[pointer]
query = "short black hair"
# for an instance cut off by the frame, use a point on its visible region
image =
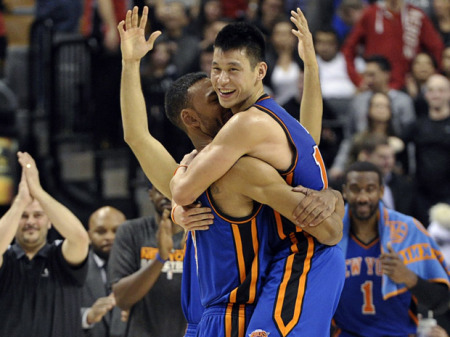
(177, 98)
(242, 35)
(382, 62)
(364, 166)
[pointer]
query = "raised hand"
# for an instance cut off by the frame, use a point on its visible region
(305, 42)
(133, 44)
(31, 172)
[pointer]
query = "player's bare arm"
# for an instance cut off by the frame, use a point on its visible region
(250, 132)
(311, 109)
(154, 159)
(261, 182)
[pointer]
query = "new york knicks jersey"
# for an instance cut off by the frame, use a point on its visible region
(364, 312)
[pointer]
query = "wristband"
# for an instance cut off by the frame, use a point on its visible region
(181, 165)
(172, 214)
(160, 259)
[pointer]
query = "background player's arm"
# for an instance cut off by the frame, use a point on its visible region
(132, 288)
(311, 109)
(262, 183)
(154, 159)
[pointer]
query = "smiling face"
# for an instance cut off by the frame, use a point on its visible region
(237, 83)
(363, 191)
(33, 227)
(103, 225)
(211, 115)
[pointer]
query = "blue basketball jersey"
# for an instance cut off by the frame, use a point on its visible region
(190, 293)
(298, 278)
(365, 313)
(233, 254)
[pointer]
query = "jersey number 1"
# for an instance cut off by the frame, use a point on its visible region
(368, 307)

● **Written problem**
Copy the entries exactly. Leave out the images.

● **Written solution**
[pointer]
query = "short black hair"
# for an instance cut off by the frame, use a point on its visible region
image =
(177, 98)
(242, 35)
(382, 62)
(364, 166)
[pointer]
query = "raised hand"
# for an instance cut off by the frame, use a point on its visible region
(305, 42)
(133, 44)
(31, 172)
[pointer]
query = "player's bare arm"
# for an instance cut off by the frame, use a point on its visible region
(250, 132)
(311, 109)
(154, 159)
(261, 182)
[pointer]
query = "new york knicks jersey"
# for an instance cut off by the frame, use a point on its visible region
(364, 312)
[pointer]
query = "wristband"
# for an instance cut off by the frame, use a point on its visible region
(181, 165)
(172, 214)
(160, 259)
[pointer]
query = "background player's arm"
# for an instance cut off by the frame, use a point on its visible region
(132, 288)
(311, 109)
(262, 183)
(154, 159)
[pointer]
query = "smiling face"
# for an instance cut off by the frame, use a point on its visible region
(237, 83)
(363, 191)
(33, 227)
(103, 225)
(211, 115)
[pointer]
query = "blue basketball jersey"
# for an instance cut off by the frame, use a point on its visible region
(190, 293)
(298, 278)
(365, 313)
(233, 254)
[pointer]
query = "jersey number 1"
# for an instance cut off by the frame, use a point on its visible region
(368, 307)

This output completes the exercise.